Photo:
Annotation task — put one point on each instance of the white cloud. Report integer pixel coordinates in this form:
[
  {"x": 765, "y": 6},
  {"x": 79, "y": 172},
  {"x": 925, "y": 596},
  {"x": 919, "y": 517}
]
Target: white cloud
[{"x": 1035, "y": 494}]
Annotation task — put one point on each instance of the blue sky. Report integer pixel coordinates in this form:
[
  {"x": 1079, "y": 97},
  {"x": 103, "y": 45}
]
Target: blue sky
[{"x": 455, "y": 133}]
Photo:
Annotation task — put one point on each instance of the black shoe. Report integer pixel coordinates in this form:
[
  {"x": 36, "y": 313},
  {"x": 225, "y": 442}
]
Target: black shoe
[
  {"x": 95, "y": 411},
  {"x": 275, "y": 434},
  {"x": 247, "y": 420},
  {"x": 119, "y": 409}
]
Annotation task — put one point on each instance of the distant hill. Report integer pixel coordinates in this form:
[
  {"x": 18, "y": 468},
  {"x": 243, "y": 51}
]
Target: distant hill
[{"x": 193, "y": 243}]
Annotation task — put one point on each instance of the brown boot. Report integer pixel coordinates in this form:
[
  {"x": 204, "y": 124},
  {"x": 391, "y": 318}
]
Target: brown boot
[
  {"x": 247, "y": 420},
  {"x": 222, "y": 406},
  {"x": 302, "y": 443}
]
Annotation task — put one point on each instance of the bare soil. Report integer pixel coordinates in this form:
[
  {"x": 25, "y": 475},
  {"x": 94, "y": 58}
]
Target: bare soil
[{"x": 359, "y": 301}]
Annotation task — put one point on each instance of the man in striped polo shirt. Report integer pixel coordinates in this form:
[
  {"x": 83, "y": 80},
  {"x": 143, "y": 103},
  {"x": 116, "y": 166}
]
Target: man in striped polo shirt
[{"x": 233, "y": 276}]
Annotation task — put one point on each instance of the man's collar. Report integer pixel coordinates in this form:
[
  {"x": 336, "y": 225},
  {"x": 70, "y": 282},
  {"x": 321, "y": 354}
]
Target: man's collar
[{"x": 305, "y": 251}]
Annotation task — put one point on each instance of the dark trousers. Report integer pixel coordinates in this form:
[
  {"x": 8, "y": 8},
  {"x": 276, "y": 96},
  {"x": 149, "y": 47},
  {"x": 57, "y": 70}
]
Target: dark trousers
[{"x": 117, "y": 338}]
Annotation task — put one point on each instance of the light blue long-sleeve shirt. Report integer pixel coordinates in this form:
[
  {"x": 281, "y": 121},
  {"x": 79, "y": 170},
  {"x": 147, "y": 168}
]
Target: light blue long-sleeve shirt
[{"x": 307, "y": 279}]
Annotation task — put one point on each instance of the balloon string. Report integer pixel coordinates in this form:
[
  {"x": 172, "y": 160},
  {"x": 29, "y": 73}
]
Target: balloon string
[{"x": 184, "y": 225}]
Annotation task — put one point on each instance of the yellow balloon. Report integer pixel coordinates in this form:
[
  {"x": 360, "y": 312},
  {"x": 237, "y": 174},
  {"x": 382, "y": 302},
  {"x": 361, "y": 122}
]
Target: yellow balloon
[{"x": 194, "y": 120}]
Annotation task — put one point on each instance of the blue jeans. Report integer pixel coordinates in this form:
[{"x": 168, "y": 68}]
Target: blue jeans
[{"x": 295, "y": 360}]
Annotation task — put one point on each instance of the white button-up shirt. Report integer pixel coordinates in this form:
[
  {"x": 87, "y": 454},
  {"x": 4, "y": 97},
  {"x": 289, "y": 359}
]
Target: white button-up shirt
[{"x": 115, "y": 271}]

-- TASK DIRECTIONS --
Rewrite all the entries above as one numbered list with one line per item, leaving out any blank lines.

-- REPLY TO THE EXERCISE --
1. Photo:
2. Annotation task — put one point on each instance of the white cloud. Report integer pixel coordinates in this form:
3. [
4.   {"x": 765, "y": 6},
5.   {"x": 79, "y": 172},
6.   {"x": 925, "y": 596},
7.   {"x": 919, "y": 517}
8. ]
9. Target: white cloud
10. [{"x": 1035, "y": 494}]
11. Annotation task — put one point on each instance of the blue sky. Report integer pixel coordinates in this form:
12. [
13.   {"x": 1079, "y": 97},
14.   {"x": 103, "y": 45}
15. ]
16. Target: blue sky
17. [{"x": 455, "y": 133}]
18. Photo:
19. Annotation task — put one point on each instance of the black shoe. Report integer pixel coordinates in this form:
20. [
21.   {"x": 36, "y": 313},
22.   {"x": 225, "y": 442}
23. ]
24. Target: black shoe
25. [
26.   {"x": 95, "y": 411},
27.   {"x": 275, "y": 434},
28.   {"x": 247, "y": 420},
29.   {"x": 119, "y": 409}
30. ]
31. Annotation task — put one point on each instance of the distant hill. Report integer pixel coordinates in this form:
32. [
33.   {"x": 18, "y": 468},
34.   {"x": 243, "y": 51}
35. ]
36. Target: distant hill
37. [{"x": 193, "y": 243}]
38. Annotation task — put one point on each instance of the brown boot. Report integer pixel coordinates in this form:
39. [
40.   {"x": 204, "y": 124},
41.   {"x": 391, "y": 318}
42. ]
43. Target: brown boot
44. [
45.   {"x": 247, "y": 420},
46.   {"x": 222, "y": 406},
47.   {"x": 302, "y": 443}
48. ]
49. Annotation task — put one point on each instance of the bare soil. Report integer pixel coordinates in this form:
50. [
51.   {"x": 25, "y": 475},
52.   {"x": 94, "y": 58}
53. ]
54. Target: bare soil
55. [{"x": 359, "y": 301}]
56. Annotation task — put one point on each instance of the man in striped polo shirt. Report integer pixel coordinates in this form:
57. [
58.   {"x": 83, "y": 80},
59.   {"x": 143, "y": 103},
60.   {"x": 116, "y": 166}
61. ]
62. Target: man in striped polo shirt
63. [{"x": 233, "y": 276}]
64. Annotation task — put one point on each instance of the man's collar. Report integer pixel coordinates in this form:
65. [
66.   {"x": 336, "y": 225},
67.   {"x": 70, "y": 282},
68.   {"x": 321, "y": 354}
69. ]
70. Target: man's collar
71. [{"x": 305, "y": 251}]
72. Annotation task — put one point on each instance of the dark trousers. Report integer pixel coordinates in this form:
73. [
74.   {"x": 8, "y": 8},
75.   {"x": 276, "y": 96},
76.   {"x": 149, "y": 47},
77.   {"x": 57, "y": 70}
78. ]
79. Target: dark trousers
80. [{"x": 117, "y": 338}]
81. Annotation task — put one point on each instance of the light blue long-sleeve shirt. Report integer pixel coordinates in this form:
82. [
83.   {"x": 281, "y": 121},
84.   {"x": 79, "y": 170},
85.   {"x": 147, "y": 168}
86. ]
87. Target: light blue long-sleeve shirt
88. [{"x": 307, "y": 279}]
89. Annotation task — put one point on each instance of the balloon string. Report integer pixel coordinates in this form:
90. [
91.   {"x": 172, "y": 160},
92.   {"x": 29, "y": 73}
93. ]
94. Target: balloon string
95. [{"x": 184, "y": 225}]
96. Annotation task — put one point on each instance of the yellow balloon. Report integer pixel coordinates in this form:
97. [
98.   {"x": 360, "y": 312},
99.   {"x": 237, "y": 174},
100.   {"x": 382, "y": 302},
101.   {"x": 361, "y": 122}
102. ]
103. Target: yellow balloon
104. [{"x": 194, "y": 120}]
105. Annotation task — put one point on each instance of the blue jeans. Report integer pixel coordinates in this form:
106. [{"x": 168, "y": 68}]
107. Target: blue jeans
108. [{"x": 295, "y": 360}]
109. Annotation task — put one point on each instance of the white button-up shirt. Report integer pixel coordinates in this form:
110. [
111.   {"x": 87, "y": 454},
112.   {"x": 4, "y": 97},
113.   {"x": 289, "y": 359}
114. ]
115. Target: white button-up shirt
116. [{"x": 115, "y": 271}]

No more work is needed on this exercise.